Infamous phrase gOtO ;)

Infamous phrase gOtO ;)

I don't see how that stops without ctrl-c. You are trying to match the phrase to it's hash code? How do you know when you got it?
My c++ is a bit rusty, but I guess you started in c and decided c++ was easier to deal with?. I'm not going to pretend that I know anything about code cracking. I don't understand what you are displaying in main() . I think it will look like one of those cracking devices they use in the movies where they attach the thing to an electronic safe and it rotates through a number sequences till the safe pops open?

I dunno either.
It burned a few minutes of CPU time, and printed out 0 to 16000 (in steps of 32) a total of 80 times.

But even uncommenting some extra print statements around line 320 (which would appear to be the result) didn't leave me any the wiser.

This is way beyond me, but looks really impressive. Does it work? If so, is SHA1 doomed?

I dunno either.
It burned a few minutes of CPU time, and printed out 0 to 16000 (in steps of 32) a total of 80 times.

But even uncommenting some extra print statements around line 320 (which would appear to be the result) didn't leave me any the wiser.

What you saw was the raw diagnostics checking the comparisons for the dehash vs hash. At the moment I managed to get a match on the first loop for two variables added and and am working on separating those two variables to allow all loop rounds work and to get the core data. So at the moment I haven't completed it but am coming very close.

This is way beyond me, but looks really impressive. Does it work? If so, is SHA1 doomed?

Yes sha1 is doomed and it will be soon before it is cracked.

What you saw was the raw diagnostics checking the comparisons for the dehash vs hash. At the moment I managed to get a match on the first loop for two variables added and and am working on separating those two variables to allow all loop rounds work and to get the core data. So at the moment I haven't completed it but am coming very close.

_Record extracts_.
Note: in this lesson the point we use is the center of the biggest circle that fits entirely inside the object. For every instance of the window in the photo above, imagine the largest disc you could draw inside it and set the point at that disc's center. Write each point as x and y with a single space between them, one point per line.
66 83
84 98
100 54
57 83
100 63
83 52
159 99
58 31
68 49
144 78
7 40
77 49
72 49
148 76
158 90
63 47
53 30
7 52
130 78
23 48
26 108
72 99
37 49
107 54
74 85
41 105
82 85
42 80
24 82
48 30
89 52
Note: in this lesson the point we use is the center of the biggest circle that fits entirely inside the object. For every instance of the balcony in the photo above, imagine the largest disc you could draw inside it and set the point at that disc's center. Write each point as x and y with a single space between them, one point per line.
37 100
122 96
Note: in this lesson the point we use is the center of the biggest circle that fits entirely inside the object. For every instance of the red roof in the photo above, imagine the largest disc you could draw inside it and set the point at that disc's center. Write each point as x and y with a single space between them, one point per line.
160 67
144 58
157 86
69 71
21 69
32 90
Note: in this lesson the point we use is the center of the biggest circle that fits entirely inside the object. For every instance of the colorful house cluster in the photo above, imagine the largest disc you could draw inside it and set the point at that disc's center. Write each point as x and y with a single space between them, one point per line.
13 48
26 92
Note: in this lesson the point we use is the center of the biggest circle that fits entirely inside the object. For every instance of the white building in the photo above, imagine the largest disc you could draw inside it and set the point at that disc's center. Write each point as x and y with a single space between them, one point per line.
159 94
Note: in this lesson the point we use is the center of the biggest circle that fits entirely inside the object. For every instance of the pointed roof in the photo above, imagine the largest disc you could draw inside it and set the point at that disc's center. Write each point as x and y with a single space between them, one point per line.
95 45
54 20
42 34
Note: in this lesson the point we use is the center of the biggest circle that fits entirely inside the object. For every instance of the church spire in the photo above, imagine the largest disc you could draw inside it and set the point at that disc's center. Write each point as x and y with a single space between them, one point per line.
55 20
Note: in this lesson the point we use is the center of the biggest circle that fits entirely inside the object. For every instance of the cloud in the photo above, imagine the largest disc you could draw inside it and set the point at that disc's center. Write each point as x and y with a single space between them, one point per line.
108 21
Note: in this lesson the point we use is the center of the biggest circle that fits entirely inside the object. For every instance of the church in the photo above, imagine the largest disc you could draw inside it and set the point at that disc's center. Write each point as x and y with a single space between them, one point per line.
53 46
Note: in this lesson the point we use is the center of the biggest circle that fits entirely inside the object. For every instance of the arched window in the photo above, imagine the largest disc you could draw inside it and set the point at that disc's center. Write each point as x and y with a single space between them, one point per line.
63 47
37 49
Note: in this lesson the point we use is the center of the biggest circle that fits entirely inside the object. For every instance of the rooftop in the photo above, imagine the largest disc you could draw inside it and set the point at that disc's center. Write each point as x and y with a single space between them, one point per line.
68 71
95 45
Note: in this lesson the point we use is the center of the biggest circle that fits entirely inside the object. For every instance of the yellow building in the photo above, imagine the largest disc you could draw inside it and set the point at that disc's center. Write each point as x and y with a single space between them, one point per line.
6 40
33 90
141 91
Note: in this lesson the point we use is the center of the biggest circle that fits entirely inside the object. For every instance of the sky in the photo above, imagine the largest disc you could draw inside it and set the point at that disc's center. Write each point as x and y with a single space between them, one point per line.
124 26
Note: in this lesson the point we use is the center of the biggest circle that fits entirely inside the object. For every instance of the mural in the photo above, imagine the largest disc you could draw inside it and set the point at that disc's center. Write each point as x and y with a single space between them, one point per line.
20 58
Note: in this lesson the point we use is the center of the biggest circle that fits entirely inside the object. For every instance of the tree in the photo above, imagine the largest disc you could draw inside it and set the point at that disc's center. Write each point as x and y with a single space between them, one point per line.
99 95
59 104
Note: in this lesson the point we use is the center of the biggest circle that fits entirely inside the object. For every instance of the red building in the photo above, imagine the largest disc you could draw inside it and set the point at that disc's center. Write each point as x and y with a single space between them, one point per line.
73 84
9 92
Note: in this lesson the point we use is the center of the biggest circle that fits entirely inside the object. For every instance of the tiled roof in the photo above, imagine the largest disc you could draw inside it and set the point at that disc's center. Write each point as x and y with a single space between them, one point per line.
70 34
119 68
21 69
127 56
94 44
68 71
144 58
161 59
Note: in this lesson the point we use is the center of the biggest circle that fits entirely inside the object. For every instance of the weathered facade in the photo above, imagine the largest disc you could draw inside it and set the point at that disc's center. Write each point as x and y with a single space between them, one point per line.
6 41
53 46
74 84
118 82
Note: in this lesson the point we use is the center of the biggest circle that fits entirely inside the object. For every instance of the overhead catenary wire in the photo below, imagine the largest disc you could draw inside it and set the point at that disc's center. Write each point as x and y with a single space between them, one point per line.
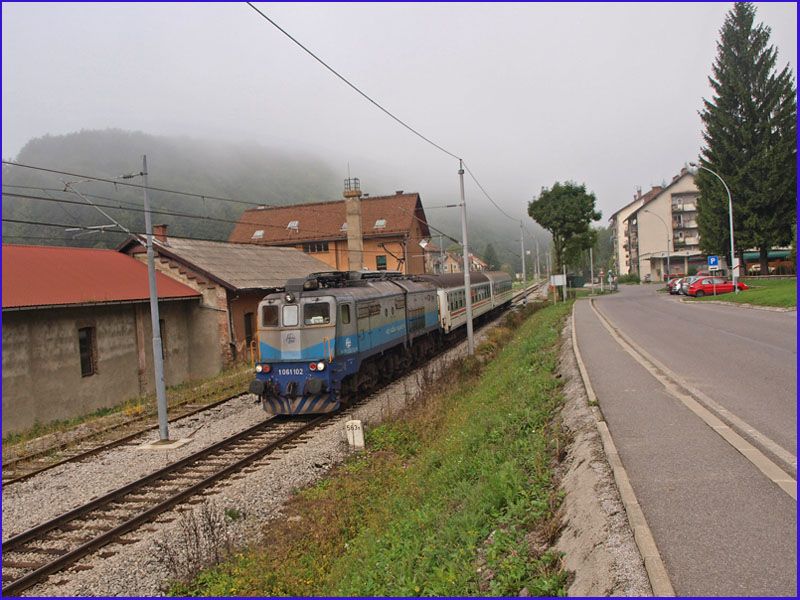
199 217
353 86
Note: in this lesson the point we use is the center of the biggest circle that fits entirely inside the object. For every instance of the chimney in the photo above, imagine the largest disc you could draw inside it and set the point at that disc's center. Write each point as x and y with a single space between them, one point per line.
355 241
160 233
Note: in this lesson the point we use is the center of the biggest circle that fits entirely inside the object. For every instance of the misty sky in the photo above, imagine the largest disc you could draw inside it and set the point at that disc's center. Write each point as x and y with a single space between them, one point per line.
527 94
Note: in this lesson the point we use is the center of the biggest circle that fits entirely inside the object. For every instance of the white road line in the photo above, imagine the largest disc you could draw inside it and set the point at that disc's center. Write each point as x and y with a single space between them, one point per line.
694 400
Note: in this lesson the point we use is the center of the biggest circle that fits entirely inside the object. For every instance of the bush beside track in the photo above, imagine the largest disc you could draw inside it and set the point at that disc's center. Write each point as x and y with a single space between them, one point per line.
458 497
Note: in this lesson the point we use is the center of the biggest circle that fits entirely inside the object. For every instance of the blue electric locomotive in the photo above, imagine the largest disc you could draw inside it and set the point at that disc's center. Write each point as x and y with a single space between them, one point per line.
329 335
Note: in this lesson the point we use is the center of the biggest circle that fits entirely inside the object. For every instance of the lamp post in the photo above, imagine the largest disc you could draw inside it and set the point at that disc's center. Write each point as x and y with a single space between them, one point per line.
693 168
668 236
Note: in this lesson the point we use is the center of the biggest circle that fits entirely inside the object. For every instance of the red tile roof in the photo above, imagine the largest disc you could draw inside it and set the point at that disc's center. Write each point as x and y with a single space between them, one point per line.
52 275
322 221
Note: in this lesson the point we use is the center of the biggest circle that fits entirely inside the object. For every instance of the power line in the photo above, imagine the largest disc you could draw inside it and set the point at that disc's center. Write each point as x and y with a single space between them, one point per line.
353 86
133 185
138 233
189 215
485 193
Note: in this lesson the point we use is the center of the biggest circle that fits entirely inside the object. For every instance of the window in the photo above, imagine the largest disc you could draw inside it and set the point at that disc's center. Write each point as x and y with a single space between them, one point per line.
162 326
86 345
316 313
290 315
248 328
269 316
315 247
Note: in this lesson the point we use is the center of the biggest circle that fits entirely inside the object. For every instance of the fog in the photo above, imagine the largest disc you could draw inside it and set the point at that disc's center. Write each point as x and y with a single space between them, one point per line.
527 94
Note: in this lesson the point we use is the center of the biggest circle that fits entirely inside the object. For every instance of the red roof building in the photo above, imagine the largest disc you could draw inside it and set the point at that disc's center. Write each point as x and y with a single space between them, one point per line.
392 228
46 276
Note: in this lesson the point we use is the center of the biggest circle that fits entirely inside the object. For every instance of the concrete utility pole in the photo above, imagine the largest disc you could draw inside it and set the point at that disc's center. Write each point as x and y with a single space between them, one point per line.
467 285
522 248
158 360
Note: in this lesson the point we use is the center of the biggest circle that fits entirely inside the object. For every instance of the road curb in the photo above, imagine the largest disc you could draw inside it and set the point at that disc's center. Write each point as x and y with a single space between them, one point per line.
741 305
653 563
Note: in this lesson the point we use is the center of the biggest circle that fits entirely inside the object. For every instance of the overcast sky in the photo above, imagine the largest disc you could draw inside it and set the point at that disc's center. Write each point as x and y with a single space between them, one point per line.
528 94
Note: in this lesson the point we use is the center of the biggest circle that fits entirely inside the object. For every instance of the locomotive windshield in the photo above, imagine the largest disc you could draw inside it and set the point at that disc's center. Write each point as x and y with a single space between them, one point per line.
269 315
290 315
316 313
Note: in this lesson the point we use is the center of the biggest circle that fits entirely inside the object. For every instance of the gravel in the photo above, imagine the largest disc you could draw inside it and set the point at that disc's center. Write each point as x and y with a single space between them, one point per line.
192 532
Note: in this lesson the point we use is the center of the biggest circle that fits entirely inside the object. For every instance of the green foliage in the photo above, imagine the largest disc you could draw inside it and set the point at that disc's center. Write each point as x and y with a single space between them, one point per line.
750 140
490 256
447 501
566 211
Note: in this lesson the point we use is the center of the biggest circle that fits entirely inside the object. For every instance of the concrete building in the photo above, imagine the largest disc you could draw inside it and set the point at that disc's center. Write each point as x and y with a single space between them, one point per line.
619 235
232 278
665 224
77 333
392 228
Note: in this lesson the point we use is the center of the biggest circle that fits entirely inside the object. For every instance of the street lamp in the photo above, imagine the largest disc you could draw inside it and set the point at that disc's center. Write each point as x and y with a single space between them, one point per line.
669 271
693 168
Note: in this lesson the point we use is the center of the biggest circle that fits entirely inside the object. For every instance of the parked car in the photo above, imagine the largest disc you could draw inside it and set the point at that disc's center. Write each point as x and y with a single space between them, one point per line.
687 281
706 286
674 285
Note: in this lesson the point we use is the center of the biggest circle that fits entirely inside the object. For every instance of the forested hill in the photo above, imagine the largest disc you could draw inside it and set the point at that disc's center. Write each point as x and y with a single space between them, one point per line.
243 171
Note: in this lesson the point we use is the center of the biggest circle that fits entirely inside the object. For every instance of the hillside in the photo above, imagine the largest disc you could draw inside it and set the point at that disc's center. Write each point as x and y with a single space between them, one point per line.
245 171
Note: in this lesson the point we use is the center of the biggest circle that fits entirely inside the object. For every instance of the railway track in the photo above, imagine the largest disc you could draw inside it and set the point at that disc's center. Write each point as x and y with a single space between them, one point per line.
24 467
56 544
50 547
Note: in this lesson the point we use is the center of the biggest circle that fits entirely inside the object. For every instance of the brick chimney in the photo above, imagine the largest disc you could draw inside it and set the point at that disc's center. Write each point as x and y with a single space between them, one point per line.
355 240
160 233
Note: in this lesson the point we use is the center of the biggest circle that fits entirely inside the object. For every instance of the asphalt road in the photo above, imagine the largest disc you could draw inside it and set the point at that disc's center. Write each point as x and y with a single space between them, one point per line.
721 526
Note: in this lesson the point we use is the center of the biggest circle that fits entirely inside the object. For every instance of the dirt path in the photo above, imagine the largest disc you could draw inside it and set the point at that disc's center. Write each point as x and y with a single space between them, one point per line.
596 538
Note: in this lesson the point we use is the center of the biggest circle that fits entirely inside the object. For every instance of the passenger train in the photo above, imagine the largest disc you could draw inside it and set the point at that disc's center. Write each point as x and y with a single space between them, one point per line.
326 337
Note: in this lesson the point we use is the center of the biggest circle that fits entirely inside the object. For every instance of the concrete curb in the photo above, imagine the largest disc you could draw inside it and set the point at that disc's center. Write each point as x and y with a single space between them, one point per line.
654 565
740 305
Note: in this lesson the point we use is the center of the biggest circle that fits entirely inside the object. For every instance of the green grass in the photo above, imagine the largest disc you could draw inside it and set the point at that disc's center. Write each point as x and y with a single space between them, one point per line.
207 390
763 292
457 498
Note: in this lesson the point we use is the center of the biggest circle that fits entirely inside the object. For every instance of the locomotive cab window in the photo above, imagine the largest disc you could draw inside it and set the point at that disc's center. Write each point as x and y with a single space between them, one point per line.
316 313
345 314
290 315
269 316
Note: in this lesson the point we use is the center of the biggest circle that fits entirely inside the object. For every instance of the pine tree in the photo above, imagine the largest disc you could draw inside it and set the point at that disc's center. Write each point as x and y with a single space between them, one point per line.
750 140
490 257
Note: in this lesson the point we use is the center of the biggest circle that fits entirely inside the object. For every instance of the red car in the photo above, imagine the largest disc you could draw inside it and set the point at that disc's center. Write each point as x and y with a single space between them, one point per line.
708 286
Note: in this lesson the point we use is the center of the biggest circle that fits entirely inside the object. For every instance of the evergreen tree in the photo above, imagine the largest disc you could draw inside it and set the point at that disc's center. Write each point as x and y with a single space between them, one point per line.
490 257
750 140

_Activity 1_.
According to the SHA1 thread, what did the program print out when it ran?
_Activity 2_.
Write the next post in the SHA1 thread.
The rows are separate material with no connection to the SHA1 thread.

_Task response 1_.
It printed 0 to 16000 in steps of 32, a total of 80 times.

_Task response 2_.
yes sha1 is doomed and it will be soon before it is cracked.

Doesn't the algorithm encode based on the ENTIRE input? I would guess that it makes a hex representation of the string probably from th ascii value, then applies the encryption. So, the string randomizes the resultant hash.
Making a two variable match could even be a random result. Do you get matches with ANY OTHER input?

Logically, I don't see how you think you can crack sha1, one variable at time.
What's the science behind your approach?

What's the science behind your approach?

Basically reversing the math and reversing the algorithm to get the reverse result. I know with any good algorithm that should be impossible but with SHA1 I have been having great success. IMO SHA1 is Insecure Hash Algorithm because it has so many security floors.

But hashes are ONE WAY FUNCTIONS!

Trivial example - the hash function is strlen().
That means the hash of "SEND ONE DOLLAR" and "SEND 1M DOLLARS" are the same. But there is zero information in the hash result to tell you which one it was.

The hash of an entire book (say war and peace) would still only be 40 characters. Are you seriously thinking you could recover the entire book? Who needs ZIP, when we've got your reversible hash.

Now SHA1 is more secure, because there is a lot less chance of getting the same result from any given two messages.
It is also more secure, because it is hard to arrange for a particular message to have a particular SHA1 result.

You can't get back the original text just by "reversing" the process, even if you could.

Read Bruce Schneier's post from 5 YEARS AGO.
If you've only managed a couple of rounds, are you doing anything which isn't just brute force (or something slightly less expensive).

But hashes are ONE WAY FUNCTIONS!

Trivial example - the hash function is strlen().
That means the hash of "SEND ONE DOLLAR" and "SEND 1M DOLLARS" are the same. But there is zero information in the hash result to tell you which one it was.

The hash of an entire book (say war and peace) would still only be 40 characters. Are you seriously thinking you could recover the entire book? Who needs ZIP, when we've got your reversible hash.

Now SHA1 is more secure, because there is a lot less chance of getting the same result from any given two messages.
It is also more secure, because it is hard to arrange for a particular message to have a particular SHA1 result.

You can't get back the original text just by "reversing" the process, even if you could.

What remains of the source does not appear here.